[Entries for pointing and labeling]
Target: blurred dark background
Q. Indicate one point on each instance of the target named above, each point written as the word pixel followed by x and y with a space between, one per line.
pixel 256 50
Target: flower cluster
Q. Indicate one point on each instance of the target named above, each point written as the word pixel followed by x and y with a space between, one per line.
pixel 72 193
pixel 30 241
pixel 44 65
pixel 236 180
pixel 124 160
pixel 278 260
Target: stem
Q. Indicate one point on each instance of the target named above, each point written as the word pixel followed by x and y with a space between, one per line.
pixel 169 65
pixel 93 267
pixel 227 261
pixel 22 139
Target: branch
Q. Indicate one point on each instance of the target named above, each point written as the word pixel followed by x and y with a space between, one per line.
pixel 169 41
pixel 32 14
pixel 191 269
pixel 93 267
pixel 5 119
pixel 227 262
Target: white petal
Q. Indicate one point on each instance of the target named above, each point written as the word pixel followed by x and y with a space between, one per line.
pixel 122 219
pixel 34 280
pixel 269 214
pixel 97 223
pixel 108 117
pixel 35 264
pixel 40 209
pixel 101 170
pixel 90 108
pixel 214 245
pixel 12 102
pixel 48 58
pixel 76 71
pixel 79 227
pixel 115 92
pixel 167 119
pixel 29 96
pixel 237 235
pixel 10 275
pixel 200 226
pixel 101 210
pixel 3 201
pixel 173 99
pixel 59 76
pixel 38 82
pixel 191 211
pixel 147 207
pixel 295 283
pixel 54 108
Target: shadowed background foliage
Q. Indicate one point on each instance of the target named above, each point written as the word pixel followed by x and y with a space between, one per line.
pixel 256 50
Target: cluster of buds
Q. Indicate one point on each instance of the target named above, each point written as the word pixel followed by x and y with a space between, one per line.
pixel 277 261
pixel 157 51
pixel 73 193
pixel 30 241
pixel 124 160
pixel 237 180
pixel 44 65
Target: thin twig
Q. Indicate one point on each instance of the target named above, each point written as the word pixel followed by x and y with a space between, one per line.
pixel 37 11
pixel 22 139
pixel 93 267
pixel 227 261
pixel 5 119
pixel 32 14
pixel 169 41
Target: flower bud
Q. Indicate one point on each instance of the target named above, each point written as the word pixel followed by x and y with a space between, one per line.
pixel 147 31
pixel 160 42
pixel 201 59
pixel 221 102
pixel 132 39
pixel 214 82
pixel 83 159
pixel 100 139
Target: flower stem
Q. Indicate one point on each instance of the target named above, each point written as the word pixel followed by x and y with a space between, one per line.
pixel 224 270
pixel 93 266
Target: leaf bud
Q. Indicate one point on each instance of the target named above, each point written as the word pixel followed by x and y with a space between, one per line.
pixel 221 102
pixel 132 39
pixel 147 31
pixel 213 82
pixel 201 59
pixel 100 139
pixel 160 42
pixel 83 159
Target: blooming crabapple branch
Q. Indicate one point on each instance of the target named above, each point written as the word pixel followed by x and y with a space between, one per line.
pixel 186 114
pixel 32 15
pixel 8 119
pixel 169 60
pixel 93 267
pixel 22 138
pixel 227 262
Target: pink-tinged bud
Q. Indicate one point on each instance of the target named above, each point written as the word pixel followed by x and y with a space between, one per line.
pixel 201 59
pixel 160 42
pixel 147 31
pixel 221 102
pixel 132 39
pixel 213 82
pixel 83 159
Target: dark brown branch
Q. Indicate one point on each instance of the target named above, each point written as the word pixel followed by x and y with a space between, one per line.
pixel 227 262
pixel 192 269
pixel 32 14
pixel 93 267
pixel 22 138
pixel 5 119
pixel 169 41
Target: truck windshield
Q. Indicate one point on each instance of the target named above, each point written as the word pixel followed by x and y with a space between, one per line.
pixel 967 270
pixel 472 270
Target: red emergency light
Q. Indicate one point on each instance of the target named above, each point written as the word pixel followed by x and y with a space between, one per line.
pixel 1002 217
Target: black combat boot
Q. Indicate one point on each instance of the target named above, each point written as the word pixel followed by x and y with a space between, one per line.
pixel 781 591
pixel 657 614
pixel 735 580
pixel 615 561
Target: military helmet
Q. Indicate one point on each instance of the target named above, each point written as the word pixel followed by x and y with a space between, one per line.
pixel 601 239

• **Given request**
Present every line above as a numbered list, leaving out any blank lines.

• **Solution to the exercise**
1. Target: blurred dark background
2. Q. Indicate one point on each instance of the target named above, each point written as the word pixel followed by x and y with a space between, one per line.
3. pixel 256 50
4. Target: flower cluster
5. Q. Indicate one point on each instance of the target named above, each point written as the word pixel followed by x and y with a space between, one per line.
6. pixel 72 193
7. pixel 30 241
8. pixel 44 65
9. pixel 236 180
10. pixel 124 160
11. pixel 278 260
12. Target: stem
13. Q. Indicate one point on each instance of the target named above, each point written as the word pixel followed by x and y with a space between, one per line.
14. pixel 169 65
15. pixel 93 267
16. pixel 227 261
17. pixel 22 139
18. Target: branch
19. Q. Indicate one point on each instance of the target named above, each point written as the word pixel followed by x and y with a space between, one per line.
20. pixel 169 41
21. pixel 32 14
22. pixel 191 269
23. pixel 93 267
24. pixel 5 119
25. pixel 227 262
26. Target: white petal
27. Q. Indicate one point on each instance of the target named above, each point written as the word pixel followed by x and y with a space between, one per line.
28. pixel 122 219
29. pixel 34 280
30. pixel 269 214
31. pixel 97 223
32. pixel 108 117
33. pixel 35 264
34. pixel 40 209
35. pixel 101 170
36. pixel 90 108
37. pixel 214 245
38. pixel 12 102
39. pixel 48 58
40. pixel 76 71
41. pixel 79 227
42. pixel 115 92
43. pixel 167 119
44. pixel 29 96
45. pixel 237 235
46. pixel 10 275
47. pixel 200 226
48. pixel 101 210
49. pixel 3 201
50. pixel 173 99
51. pixel 59 76
52. pixel 38 82
53. pixel 191 211
54. pixel 147 207
55. pixel 295 283
56. pixel 54 108
57. Target: shadowed background foliage
58. Q. Indicate one point on each instance of the target named above, each point written as the word pixel followed by x and y with a space between, one per line.
59. pixel 256 50
60. Target: cluster of buds
61. Q. Indicate one point on each instance of the target named above, each point written as the word pixel followed by x and y with a space between, one per line.
62. pixel 277 261
63. pixel 157 51
64. pixel 73 193
65. pixel 30 241
66. pixel 124 160
67. pixel 237 180
68. pixel 44 65
69. Target: thin twig
70. Q. Indicate one point on each instance of the target named above, each point written as the word pixel followed by x and y with a space between, one per line.
71. pixel 37 11
72. pixel 22 139
73. pixel 93 267
74. pixel 227 261
75. pixel 5 119
76. pixel 32 14
77. pixel 169 41
78. Target: flower bud
79. Q. Indicate one point on each instance of the target named above, each point written as the word pixel followed by x and y with a space between, one per line.
80. pixel 147 31
81. pixel 160 42
82. pixel 201 59
83. pixel 221 102
84. pixel 132 39
85. pixel 214 82
86. pixel 83 159
87. pixel 100 139
88. Target: flower stem
89. Q. Indicate one point on each instance of the target named above, each point written as the word pixel followed by x and y with a space between, one per line.
90. pixel 224 270
91. pixel 93 266
92. Target: leaf bud
93. Q. Indicate one point on each instance of the target named above, each point written as the word pixel followed by x and y with a space between, one per line.
94. pixel 221 102
95. pixel 132 39
96. pixel 147 31
97. pixel 213 82
98. pixel 201 59
99. pixel 100 139
100. pixel 160 42
101. pixel 83 159
102. Target: blooming crabapple branch
103. Q. Indicate one point on each instance of the target named above, each point written as the word pixel followed by x and y with a space between, one per line.
104. pixel 186 114
105. pixel 32 15
106. pixel 8 119
107. pixel 169 60
108. pixel 93 267
109. pixel 22 138
110. pixel 227 262
111. Target: pink-tinged bud
112. Q. Indicate one point on each instance of the target named above, each point written as the word pixel followed by x and y with a space between, one per line.
113. pixel 201 59
114. pixel 160 42
115. pixel 147 31
116. pixel 221 102
117. pixel 132 39
118. pixel 213 82
119. pixel 83 159
120. Target: dark brown branch
121. Q. Indicate one point on each instance of the target named above, each point written as the word pixel followed by x and y with a space between, one per line.
122. pixel 227 262
123. pixel 192 269
124. pixel 32 14
125. pixel 93 267
126. pixel 22 138
127. pixel 5 119
128. pixel 169 41
129. Target: truck windshield
130. Q. Indicate one point on each instance of the target named above, each point written as the word pixel followed by x and y with a space between, one per line.
131. pixel 967 270
132. pixel 472 270
133. Target: red emergency light
134. Q. Indicate one point on each instance of the target named above, each point written as the word pixel followed by x and y with a space between, one per line.
135. pixel 1002 217
136. Target: black combat boot
137. Q. Indicate one point on each instance of the target named above, each point written as the word pixel followed by x and y with a space between, one per line.
138. pixel 781 591
139. pixel 657 614
140. pixel 735 580
141. pixel 615 561
142. Target: military helmet
143. Q. Indicate one point on each instance of the target named above, each point written as the word pixel followed by x and y with a space between, one per line.
144. pixel 601 239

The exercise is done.